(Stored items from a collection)

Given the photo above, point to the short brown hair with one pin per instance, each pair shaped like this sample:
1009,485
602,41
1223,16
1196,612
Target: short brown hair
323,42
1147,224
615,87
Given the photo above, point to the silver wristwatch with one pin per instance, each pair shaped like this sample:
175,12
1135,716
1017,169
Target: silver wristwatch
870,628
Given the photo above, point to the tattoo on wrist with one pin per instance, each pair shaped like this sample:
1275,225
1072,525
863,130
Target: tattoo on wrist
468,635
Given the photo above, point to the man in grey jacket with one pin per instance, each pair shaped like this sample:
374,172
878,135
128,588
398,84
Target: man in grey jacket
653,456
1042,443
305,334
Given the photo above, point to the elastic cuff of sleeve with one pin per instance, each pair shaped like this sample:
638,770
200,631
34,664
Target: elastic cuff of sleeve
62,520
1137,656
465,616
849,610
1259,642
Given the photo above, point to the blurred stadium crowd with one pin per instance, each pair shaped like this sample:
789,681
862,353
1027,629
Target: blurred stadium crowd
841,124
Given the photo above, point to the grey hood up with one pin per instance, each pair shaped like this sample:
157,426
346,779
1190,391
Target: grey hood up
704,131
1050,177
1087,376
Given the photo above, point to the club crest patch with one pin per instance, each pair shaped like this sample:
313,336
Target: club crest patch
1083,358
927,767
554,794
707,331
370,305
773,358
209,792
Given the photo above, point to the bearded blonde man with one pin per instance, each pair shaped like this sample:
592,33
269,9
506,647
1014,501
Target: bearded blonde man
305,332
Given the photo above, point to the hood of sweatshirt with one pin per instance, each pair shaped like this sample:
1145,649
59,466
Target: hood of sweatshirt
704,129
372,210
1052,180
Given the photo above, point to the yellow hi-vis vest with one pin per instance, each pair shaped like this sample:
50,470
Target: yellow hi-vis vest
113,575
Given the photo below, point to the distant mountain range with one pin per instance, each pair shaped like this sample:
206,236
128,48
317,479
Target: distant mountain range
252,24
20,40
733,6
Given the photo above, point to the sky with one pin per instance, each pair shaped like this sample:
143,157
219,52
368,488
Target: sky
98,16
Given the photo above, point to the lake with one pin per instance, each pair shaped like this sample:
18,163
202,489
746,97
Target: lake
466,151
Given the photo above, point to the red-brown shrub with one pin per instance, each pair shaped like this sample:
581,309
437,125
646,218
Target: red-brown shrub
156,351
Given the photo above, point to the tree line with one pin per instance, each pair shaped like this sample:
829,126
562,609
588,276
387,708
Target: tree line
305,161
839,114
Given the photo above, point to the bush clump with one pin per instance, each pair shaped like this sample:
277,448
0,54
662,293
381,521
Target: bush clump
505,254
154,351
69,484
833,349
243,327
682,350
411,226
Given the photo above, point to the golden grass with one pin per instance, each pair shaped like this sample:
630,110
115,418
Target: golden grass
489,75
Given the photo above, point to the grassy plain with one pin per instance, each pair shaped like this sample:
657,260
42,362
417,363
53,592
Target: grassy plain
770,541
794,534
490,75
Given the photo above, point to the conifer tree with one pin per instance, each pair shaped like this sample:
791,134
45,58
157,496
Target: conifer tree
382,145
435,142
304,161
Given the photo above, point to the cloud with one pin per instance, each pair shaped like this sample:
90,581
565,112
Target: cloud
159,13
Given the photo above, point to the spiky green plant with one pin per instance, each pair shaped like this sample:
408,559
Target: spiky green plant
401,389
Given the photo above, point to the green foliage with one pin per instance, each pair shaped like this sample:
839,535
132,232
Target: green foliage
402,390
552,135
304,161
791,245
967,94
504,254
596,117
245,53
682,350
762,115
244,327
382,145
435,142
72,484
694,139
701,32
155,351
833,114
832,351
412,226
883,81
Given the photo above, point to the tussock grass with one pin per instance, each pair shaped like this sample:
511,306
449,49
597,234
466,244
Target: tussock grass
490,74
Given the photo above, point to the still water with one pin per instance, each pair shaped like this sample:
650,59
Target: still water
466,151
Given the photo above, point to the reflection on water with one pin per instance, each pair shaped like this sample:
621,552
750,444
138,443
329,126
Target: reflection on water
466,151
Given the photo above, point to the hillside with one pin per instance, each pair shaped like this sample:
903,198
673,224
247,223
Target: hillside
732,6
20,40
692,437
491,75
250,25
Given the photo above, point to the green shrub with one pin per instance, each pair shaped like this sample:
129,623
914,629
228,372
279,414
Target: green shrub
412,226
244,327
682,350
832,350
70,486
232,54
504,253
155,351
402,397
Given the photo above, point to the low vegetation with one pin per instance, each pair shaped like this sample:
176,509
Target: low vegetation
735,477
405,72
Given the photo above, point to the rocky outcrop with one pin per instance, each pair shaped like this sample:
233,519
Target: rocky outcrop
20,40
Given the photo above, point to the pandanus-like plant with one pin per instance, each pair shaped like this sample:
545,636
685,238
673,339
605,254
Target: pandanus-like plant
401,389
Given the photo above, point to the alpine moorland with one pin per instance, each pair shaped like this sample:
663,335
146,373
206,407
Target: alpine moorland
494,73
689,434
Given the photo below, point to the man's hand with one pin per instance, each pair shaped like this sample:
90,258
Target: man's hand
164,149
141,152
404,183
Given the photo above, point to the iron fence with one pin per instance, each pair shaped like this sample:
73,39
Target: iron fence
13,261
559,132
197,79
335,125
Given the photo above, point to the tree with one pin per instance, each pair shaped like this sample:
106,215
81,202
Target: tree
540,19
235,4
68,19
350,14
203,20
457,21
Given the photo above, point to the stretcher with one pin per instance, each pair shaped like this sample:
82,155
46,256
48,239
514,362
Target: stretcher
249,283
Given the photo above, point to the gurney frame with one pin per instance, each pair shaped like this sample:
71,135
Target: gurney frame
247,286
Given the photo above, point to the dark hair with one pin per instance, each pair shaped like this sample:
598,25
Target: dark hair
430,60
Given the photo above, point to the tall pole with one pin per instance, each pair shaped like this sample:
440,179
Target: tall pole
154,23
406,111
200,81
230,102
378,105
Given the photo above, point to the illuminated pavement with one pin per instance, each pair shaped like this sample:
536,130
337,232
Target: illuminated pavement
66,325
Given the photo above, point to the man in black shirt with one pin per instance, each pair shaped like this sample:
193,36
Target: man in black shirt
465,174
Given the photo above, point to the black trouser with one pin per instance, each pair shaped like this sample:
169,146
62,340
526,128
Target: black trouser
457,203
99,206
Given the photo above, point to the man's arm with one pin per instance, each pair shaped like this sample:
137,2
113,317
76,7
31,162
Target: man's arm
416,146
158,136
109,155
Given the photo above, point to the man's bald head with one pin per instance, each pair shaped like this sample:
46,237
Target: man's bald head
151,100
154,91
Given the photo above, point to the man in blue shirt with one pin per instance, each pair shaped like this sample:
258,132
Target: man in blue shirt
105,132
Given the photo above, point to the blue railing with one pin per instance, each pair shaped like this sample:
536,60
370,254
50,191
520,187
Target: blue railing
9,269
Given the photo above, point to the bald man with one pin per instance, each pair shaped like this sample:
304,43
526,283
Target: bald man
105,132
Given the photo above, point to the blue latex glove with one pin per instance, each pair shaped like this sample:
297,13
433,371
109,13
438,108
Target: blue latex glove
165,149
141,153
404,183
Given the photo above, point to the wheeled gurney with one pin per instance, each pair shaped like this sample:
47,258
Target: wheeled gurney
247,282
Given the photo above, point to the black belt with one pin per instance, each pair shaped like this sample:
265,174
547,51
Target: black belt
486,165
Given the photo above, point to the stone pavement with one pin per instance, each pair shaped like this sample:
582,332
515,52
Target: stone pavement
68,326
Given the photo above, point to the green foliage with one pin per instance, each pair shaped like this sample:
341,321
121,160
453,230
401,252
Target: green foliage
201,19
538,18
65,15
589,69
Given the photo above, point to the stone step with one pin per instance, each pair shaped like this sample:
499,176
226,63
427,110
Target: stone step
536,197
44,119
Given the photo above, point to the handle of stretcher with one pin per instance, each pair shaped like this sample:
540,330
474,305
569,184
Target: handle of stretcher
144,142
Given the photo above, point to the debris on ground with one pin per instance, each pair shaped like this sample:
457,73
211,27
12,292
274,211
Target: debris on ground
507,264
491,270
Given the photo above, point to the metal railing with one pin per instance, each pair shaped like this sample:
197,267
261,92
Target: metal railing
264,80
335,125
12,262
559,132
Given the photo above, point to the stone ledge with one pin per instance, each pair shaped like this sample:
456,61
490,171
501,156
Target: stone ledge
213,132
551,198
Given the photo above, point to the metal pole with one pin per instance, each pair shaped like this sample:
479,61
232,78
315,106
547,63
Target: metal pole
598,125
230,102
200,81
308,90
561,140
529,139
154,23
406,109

*PROBLEM DESCRIPTION*: Extract every line above that contains the word "below".

*TASK SOLUTION*:
Given the photo below, point to the distant mountain range with one pin per instance, each pair shaped like this sample:
Given the photo below, point to the man's hand with one pin per instance, each pair shaped like this sample:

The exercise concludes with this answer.